> Description of the task: Show every line in the data below that contains the word "grass".

> Input material:
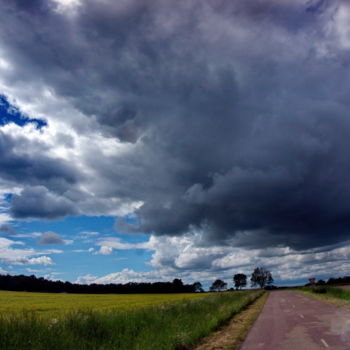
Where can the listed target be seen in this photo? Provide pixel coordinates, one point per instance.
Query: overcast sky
(148, 140)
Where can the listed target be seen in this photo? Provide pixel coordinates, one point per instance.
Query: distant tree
(240, 280)
(218, 286)
(261, 277)
(198, 288)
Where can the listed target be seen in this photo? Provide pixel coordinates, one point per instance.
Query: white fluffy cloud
(10, 253)
(190, 258)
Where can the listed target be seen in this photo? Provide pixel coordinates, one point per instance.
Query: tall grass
(168, 327)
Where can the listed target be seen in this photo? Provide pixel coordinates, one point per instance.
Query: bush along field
(171, 326)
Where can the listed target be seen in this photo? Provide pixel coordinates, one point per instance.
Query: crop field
(54, 304)
(114, 322)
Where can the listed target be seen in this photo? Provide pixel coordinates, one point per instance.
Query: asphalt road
(290, 321)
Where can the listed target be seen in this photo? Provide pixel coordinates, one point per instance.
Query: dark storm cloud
(240, 110)
(38, 202)
(21, 161)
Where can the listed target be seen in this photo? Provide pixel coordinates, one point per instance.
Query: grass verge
(332, 295)
(231, 336)
(167, 327)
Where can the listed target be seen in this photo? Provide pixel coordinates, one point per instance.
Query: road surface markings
(324, 343)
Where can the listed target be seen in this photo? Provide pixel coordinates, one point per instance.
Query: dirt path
(231, 336)
(291, 321)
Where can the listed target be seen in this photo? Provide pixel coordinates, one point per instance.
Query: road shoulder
(232, 335)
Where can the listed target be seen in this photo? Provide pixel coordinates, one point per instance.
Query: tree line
(260, 277)
(40, 284)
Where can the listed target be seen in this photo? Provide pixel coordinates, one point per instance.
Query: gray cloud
(38, 202)
(7, 229)
(50, 238)
(236, 114)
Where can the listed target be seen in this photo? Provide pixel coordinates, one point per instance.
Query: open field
(347, 287)
(169, 326)
(54, 304)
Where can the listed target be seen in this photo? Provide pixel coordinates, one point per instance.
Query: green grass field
(54, 304)
(173, 322)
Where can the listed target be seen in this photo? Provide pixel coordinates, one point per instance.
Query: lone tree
(261, 277)
(240, 280)
(218, 286)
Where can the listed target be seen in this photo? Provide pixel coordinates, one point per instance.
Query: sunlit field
(118, 322)
(53, 304)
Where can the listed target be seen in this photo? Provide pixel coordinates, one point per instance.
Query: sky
(194, 139)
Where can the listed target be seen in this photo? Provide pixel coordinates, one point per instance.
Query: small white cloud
(51, 238)
(41, 260)
(105, 250)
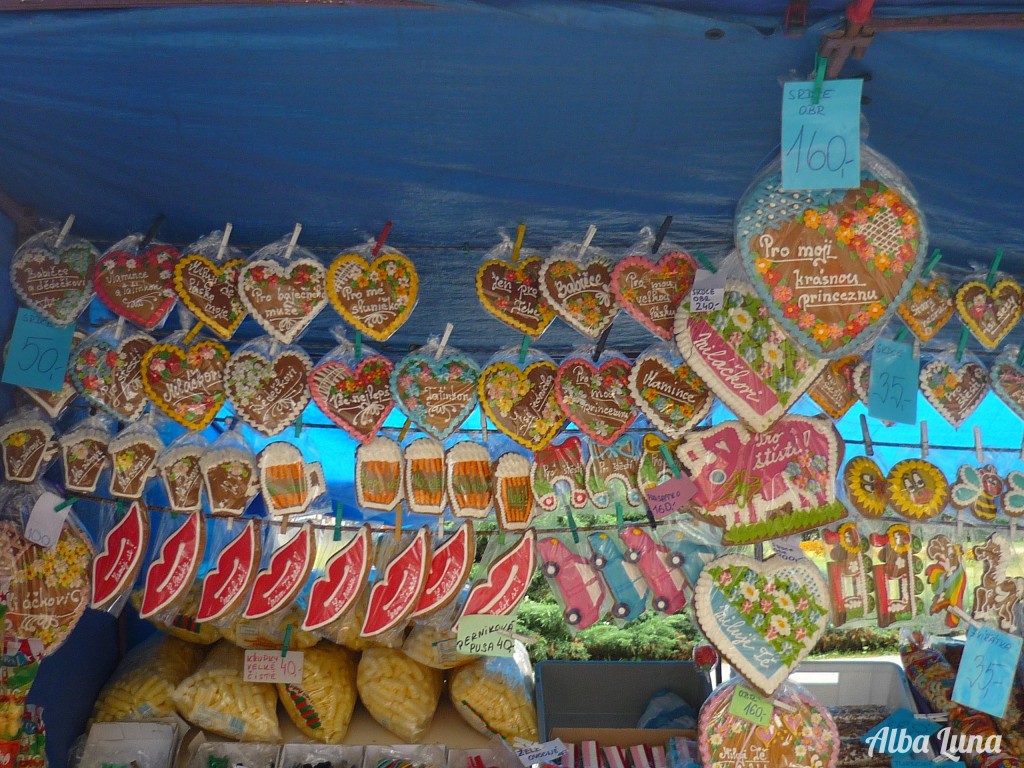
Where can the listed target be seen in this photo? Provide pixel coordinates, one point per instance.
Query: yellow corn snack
(216, 698)
(399, 693)
(496, 690)
(142, 685)
(322, 706)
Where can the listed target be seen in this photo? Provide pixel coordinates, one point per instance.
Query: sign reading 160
(832, 155)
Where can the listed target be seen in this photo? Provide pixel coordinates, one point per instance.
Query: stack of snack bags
(142, 685)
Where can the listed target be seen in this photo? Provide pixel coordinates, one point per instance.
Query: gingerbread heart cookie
(137, 285)
(669, 392)
(596, 397)
(650, 291)
(990, 313)
(580, 290)
(511, 292)
(830, 268)
(211, 292)
(268, 391)
(376, 297)
(1008, 381)
(928, 307)
(436, 394)
(54, 281)
(356, 399)
(284, 300)
(835, 391)
(763, 617)
(108, 373)
(186, 384)
(744, 357)
(954, 389)
(521, 402)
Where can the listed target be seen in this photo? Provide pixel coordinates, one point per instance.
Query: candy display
(399, 693)
(216, 697)
(322, 705)
(142, 685)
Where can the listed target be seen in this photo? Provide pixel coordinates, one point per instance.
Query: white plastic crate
(853, 683)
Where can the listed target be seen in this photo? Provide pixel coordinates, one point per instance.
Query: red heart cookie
(651, 291)
(186, 384)
(580, 292)
(669, 393)
(358, 400)
(990, 313)
(137, 285)
(284, 299)
(928, 307)
(267, 394)
(596, 398)
(834, 391)
(211, 292)
(512, 294)
(522, 402)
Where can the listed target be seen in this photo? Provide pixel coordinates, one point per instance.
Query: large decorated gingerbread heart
(211, 292)
(356, 399)
(284, 300)
(511, 292)
(835, 391)
(763, 617)
(928, 307)
(521, 402)
(990, 313)
(832, 267)
(650, 291)
(376, 298)
(137, 285)
(268, 393)
(745, 357)
(186, 384)
(57, 284)
(435, 394)
(954, 389)
(1008, 381)
(761, 485)
(580, 292)
(110, 375)
(596, 397)
(669, 392)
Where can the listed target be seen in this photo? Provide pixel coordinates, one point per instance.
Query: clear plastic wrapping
(399, 693)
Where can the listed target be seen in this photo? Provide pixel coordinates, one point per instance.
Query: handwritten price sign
(38, 352)
(749, 706)
(987, 670)
(821, 142)
(892, 392)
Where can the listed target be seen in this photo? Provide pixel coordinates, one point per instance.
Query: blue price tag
(821, 142)
(892, 392)
(38, 352)
(986, 671)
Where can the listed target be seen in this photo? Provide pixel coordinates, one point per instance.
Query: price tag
(708, 292)
(670, 496)
(751, 706)
(45, 520)
(529, 753)
(821, 142)
(892, 392)
(270, 667)
(37, 355)
(482, 635)
(986, 671)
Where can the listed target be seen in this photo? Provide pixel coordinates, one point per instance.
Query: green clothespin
(820, 65)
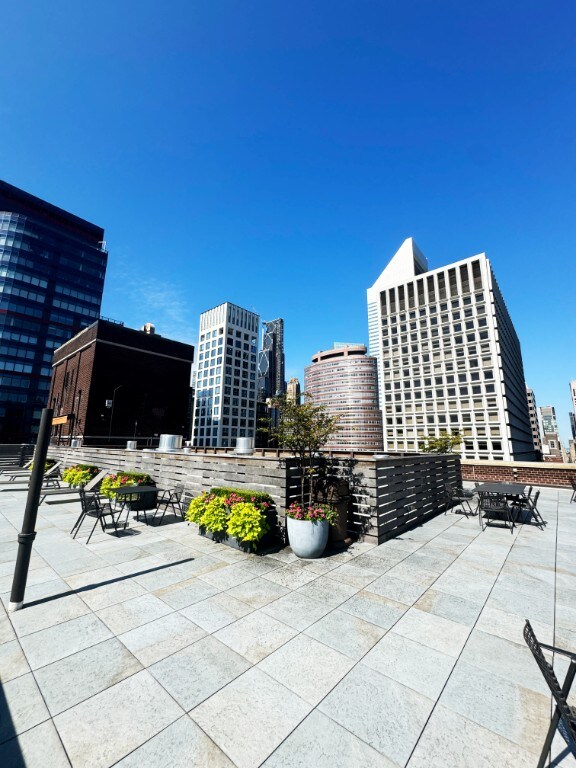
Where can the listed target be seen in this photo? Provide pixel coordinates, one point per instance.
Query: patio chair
(18, 468)
(94, 507)
(531, 506)
(494, 505)
(170, 498)
(458, 497)
(563, 712)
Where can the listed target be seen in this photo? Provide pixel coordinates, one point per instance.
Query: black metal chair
(532, 508)
(458, 497)
(563, 712)
(170, 498)
(496, 506)
(94, 507)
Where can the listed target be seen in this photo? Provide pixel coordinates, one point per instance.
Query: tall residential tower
(52, 267)
(271, 361)
(225, 401)
(448, 357)
(345, 380)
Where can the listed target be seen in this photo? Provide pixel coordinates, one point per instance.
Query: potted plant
(304, 429)
(80, 474)
(239, 518)
(308, 527)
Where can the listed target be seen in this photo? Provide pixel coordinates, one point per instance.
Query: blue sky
(276, 154)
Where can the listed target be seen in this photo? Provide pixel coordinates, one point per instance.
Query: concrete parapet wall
(388, 494)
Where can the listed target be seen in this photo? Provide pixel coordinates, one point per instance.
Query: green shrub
(238, 513)
(80, 474)
(197, 508)
(215, 517)
(123, 478)
(262, 500)
(49, 463)
(246, 522)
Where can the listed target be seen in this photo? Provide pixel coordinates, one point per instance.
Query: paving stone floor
(160, 648)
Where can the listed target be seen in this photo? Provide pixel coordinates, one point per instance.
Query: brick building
(115, 382)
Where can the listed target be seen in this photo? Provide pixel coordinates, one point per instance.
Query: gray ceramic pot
(307, 537)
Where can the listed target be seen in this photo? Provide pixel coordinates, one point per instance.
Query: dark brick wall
(547, 474)
(146, 376)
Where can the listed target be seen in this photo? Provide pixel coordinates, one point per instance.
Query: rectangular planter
(270, 542)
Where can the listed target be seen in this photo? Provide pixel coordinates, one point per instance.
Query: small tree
(445, 443)
(304, 429)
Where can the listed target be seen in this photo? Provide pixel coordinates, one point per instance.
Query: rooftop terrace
(162, 648)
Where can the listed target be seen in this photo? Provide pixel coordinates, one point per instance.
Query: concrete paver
(161, 647)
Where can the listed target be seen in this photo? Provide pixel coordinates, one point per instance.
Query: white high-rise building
(448, 358)
(225, 399)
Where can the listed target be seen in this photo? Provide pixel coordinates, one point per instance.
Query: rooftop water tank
(170, 443)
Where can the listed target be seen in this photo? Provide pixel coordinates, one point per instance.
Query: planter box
(270, 542)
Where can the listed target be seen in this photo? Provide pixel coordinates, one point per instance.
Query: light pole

> Exercise output:
Query: tall grass
Query: grass verge
Query: green grass field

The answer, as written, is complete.